Rows from an object pointing dataset:

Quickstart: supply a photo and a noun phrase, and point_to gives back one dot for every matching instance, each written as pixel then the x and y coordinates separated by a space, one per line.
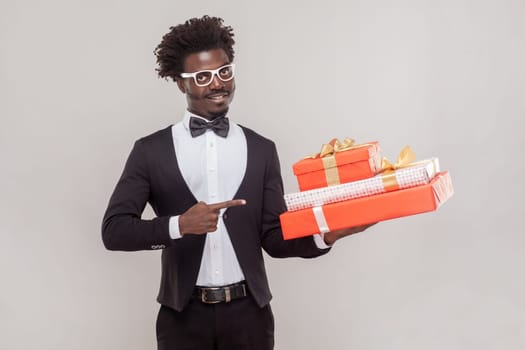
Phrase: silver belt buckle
pixel 203 296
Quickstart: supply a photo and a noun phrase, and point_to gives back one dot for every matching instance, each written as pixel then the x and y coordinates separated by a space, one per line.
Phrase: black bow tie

### What the task requires
Copy out every line of the material above word for word, omitting the pictures.

### Result for this exercise
Quickstart: supply a photo and a noun phrase, and point_to gives back one dot for every matching instance, each written as pixel then the x and y coordinates separated by a space, one per line.
Phrase: silver belt buckle
pixel 203 296
Quickstart: supply a photo and a noun phrase, and point_to gives back one dot for every matching instance, each written as pixel then the x and y coordinates separated by a space, one per line.
Phrase: black bow tie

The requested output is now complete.